[Labeled-object pointing entries]
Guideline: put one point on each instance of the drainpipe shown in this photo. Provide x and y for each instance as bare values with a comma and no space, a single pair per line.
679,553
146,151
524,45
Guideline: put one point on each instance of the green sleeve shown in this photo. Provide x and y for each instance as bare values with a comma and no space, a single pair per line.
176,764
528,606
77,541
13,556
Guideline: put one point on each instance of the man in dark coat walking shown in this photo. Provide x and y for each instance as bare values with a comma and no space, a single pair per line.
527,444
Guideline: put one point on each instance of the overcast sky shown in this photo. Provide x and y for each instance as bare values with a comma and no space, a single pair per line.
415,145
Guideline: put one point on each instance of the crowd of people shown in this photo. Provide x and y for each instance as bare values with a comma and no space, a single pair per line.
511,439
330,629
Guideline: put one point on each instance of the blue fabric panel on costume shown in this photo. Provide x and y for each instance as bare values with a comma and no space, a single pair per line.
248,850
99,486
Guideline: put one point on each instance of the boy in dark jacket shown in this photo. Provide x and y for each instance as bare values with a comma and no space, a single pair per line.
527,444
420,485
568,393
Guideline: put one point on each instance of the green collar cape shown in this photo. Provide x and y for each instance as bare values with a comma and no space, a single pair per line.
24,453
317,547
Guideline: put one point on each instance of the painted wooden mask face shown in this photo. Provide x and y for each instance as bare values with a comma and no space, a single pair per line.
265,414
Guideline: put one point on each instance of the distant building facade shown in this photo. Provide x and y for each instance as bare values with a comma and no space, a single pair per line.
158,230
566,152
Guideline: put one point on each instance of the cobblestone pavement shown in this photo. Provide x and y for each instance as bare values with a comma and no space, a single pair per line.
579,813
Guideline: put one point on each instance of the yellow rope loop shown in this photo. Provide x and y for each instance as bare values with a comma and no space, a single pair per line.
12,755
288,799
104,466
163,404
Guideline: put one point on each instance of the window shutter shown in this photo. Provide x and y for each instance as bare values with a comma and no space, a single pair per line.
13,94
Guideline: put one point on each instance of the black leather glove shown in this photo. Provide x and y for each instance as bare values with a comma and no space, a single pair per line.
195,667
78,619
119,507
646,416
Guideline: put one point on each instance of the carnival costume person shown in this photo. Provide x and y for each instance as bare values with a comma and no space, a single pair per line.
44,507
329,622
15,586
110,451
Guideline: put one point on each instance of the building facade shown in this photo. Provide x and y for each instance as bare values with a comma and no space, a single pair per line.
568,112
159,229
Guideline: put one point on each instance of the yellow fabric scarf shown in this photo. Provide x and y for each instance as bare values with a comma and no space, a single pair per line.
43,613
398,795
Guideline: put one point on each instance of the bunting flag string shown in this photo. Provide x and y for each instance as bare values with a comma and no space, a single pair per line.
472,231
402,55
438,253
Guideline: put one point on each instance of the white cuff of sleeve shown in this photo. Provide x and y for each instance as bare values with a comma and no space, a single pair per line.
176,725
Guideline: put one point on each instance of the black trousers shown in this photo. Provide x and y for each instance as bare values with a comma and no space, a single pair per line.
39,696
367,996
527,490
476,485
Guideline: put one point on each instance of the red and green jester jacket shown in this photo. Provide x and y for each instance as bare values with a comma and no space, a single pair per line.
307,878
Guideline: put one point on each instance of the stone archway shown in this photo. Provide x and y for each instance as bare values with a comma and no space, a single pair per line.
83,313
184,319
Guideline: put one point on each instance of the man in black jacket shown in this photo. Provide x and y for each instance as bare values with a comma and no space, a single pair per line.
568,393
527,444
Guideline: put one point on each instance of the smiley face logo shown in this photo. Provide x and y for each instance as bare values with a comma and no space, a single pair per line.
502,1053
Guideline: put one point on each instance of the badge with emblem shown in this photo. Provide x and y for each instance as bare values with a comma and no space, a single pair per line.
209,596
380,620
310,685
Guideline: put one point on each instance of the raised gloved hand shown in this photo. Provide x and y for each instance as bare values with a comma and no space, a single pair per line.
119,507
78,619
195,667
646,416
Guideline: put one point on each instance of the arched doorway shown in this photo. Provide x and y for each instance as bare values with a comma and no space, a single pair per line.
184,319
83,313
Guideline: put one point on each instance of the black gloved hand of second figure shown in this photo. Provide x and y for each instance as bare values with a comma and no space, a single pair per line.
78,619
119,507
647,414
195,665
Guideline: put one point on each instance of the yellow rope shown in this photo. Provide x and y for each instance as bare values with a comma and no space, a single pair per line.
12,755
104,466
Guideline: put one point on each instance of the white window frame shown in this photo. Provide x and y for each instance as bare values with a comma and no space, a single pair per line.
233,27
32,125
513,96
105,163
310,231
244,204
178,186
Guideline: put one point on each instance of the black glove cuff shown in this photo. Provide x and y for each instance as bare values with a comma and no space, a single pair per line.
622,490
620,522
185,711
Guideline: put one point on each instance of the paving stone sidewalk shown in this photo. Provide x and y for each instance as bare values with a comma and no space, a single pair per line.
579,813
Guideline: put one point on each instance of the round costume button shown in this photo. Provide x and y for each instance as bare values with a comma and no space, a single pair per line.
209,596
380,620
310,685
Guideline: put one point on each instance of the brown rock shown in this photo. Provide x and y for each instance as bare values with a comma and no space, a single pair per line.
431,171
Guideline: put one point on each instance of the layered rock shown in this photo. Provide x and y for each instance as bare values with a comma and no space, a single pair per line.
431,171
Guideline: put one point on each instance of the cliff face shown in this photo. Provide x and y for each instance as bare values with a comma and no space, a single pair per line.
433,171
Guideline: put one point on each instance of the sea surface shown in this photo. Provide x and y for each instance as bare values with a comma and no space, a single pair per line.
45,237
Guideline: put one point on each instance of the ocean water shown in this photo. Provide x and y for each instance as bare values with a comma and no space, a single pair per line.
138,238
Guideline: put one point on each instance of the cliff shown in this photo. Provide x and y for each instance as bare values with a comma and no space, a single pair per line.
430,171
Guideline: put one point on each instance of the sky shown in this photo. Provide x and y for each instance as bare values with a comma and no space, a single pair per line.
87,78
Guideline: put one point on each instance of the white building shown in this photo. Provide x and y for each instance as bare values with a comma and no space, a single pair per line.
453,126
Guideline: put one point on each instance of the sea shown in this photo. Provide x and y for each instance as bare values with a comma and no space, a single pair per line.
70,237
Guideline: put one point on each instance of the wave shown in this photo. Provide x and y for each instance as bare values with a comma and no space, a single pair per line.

# Directions
All of the lines above need to be given again exactly.

# Response
Guideline: put one point on each instance of the drainpipe shown in this photo. Provide x and y for each instance as bare values with a comma and no space, a single pair per line.
679,553
146,151
524,45
Guideline: put one point on each instance of the green sleeve shown in this photo. Provide x and y for each instance as bare values with a comma and no space, a single pair per line.
176,764
528,606
77,541
13,556
Guideline: put one point on each instance of the man in dark coat walking shown in this photo. Provide x and y for each instance as bare values with a comma and no space, a single pair per line.
527,444
Guideline: put one point on each instance of the overcast sky shown in this photo. Provide x and y for each instance as bare values with a comma and no space, a single pair per line.
415,145
Guideline: put one point on each instance of the crowd of people shown in this photo. Provide x and y for each instance as bare values with a comma and no space, a single pair per line.
511,439
330,629
Guideline: put one point on each instance of the blue fabric panel on costume shown in this photo. Provide x and y for each instance as bare values with a comma and no space, a single pair per line.
248,850
99,486
Guideline: put one point on each instance of the boy in dark jacket shown in this photo. Provide x and y for each instance as bare values with a comma and no space, a single pair per line.
527,444
420,485
568,393
Guideline: put one point on each instance of the green collar cape shown in this photo. Provide x and y for each instance as bare values with a comma and no space, a single pair per line.
24,453
317,547
Guideline: put one point on each instance of the painted wooden mask face shown in this photo. Provide x and y for each instance as bare values with a comma and no space, a single pair per line.
265,414
Guideline: put one point on each instance of the distant building facade shown in this photo. Provide x and y for each instance as bare values with a comma and no space, a single pair per line.
158,230
566,152
Guideline: put one point on each instance of the cobblestone pavement shown in this photo. Provide x and y for each instance as bare values with a comma and no space, a single pair per line.
579,813
Guideline: put one point on each instance of the yellow rope loop shown in this photo. Provide x and y for each instance as bare values with a comma and no space, a single pair per line.
12,755
288,799
104,466
163,404
Guideline: put one point on each instance of the window shutter shown in this photo. Provide x and y for each instance as bare values with a comma and no space, a single pair per line.
13,94
Guideline: put one point on each instance of the black leather glove shown in this photo. Provide x and y for each instance as bare values with a comma and no space, a single pair per line.
195,667
78,619
119,507
646,416
Guideline: put one point on each instance of the carnival costume person shown in this photo. Provide x and y for each instance as bare values with a comma and no space, a single pair per line.
44,507
329,622
15,586
110,451
Guideline: put one point on each instance of the building facade shown in this photo. Provide x and y for each instance as bare values with a comma and no space, a single pair per line.
568,112
159,229
Guideline: put one point on each instance of the yellow fabric scarf shown in this photo. Provide x and y for each instance as bare values with a comma and no space, a single pair per line.
43,613
398,795
Guideline: put one point on each instance of the bunting flag string shown in this photo. Provide x and y for each instance as bare values with a comma and no space, a single pair per line.
472,231
402,55
438,253
Guideline: put one point on each instance of the white cuff of sleeve shown in this photo. Provide x and y for each instance as bare values with a comma and no space, a single pair per line.
176,725
Guideline: put one point on each instance of the black trousers shown in this photo. Provide x and y for each instance as bare values with a comma and no space, a single pair per line.
39,696
367,996
527,490
476,485
Guideline: put one point on each instance of the red and green jester jacket shown in this photo. Provide x and y for each instance as bare values with a comma and no space, a single pair per line.
307,878
Guideline: put one point on each instance of the stone archway shown in this photo. Provide x and y for each instance as bare values with a comma and no space, a single pair per line.
83,313
184,319
Guideline: put one point on each instance of the man in black jacket shown in this photo. Provide x and y for each instance as bare values with a comma and no space, a single pair per line.
568,393
527,444
Guideline: put one point on each instance of the smiley face logo shown in this photo. Provide x and y for each instance as bare values with a comma and no space, a single pair per line.
502,1053
Guideline: put one point on each instance of the badge with emblem shown in this photo. Provide x and y for each instance as bare values with a comma and no space, a single pair per line.
209,596
380,620
310,685
Guideline: put one point on each instance of the raised gloved hand shown in this photo. Provide x and y for each instance as bare values with a comma and no space, a single pair per line.
119,507
78,619
195,667
646,416
Guideline: put one point on each instance of the arched doorway shown in this photo. Provide x and y for each instance as bare values with a comma and no space, a single pair per line.
184,319
83,313
Guideline: put one point on each instance of the black gloved hand of second figure shown in this photo. Provide x and y for each instance as bare values with a comma and no space, a single pair per line.
78,619
119,507
647,414
195,665
Guideline: put one point on each instance of the yellow rope shown in this photo. Provide x and y for each instance as bare values with a comma and no space, a single pair per line.
12,755
104,466
Guideline: put one point on each instance of the white window frame shown in this photo. Provide x and y for each instance as bare values with a comma and no space, a single pair per line.
233,27
32,125
513,96
105,163
310,231
244,204
178,186
Guideline: put one point on each instance of the black glove cuff shown in this photo. Provide x and y for each instance as bare values with a comma and no space, a single pair per line.
622,490
620,522
185,711
Guideline: put one point on each instance of the paving stone sidewalk shown in this photo. Provide x and y for each instance as bare values with a comma and no space, a single pair per line.
579,813
Guideline: put one point on each instance of the round costume button shown in this photo. Provide x and y for each instance as bare values with a comma and no space, a single pair per line.
209,596
380,620
310,685
Guideline: put one point on each instance of the brown rock shown in this photo. Provide x and y for each instance as bare values with a comma and no space, a single pair per line.
431,171
Guideline: put one point on each instance of the layered rock shown in this photo. Provide x and y for each instance as bare values with a comma and no space, a single pair per line.
431,171
Guideline: put one point on each instance of the cliff face shown in this photo. Provide x and y for each instance as bare values with a comma and no space, a single pair per line.
433,171
Guideline: put one point on each instance of the sea surface shown in this photo. Provide x and y for each instance as bare values with a comma and no space, a single pair per line.
45,237
Guideline: put one point on each instance of the ocean water shown in this photo. Provide x and y for each instance as bare values with a comma and no space, a single pair per line.
138,238
Guideline: put one point on each instance of the cliff shown in this photo. Provide x and y for each instance as bare values with a comma and no space, a single pair per line.
430,171
Guideline: put one point on each instance of the sky shown in this photo. Provide x and y for each instance as bare values with a comma and no space, a single pair per line.
87,78
Guideline: put one point on each instance of the white building shown in this photo. Provide x and y for each instance as bare values with a comma and no space, a single pair per line.
453,126
Guideline: put one point on each instance of the sea shown in this photo. Provide x and y for each instance as bare values with a comma and no space, a single pair per line.
70,237
Guideline: put one point on each instance of the wave shown in this photo. Provide x and y for each instance as bare values with a comma and no space, a single pair per line.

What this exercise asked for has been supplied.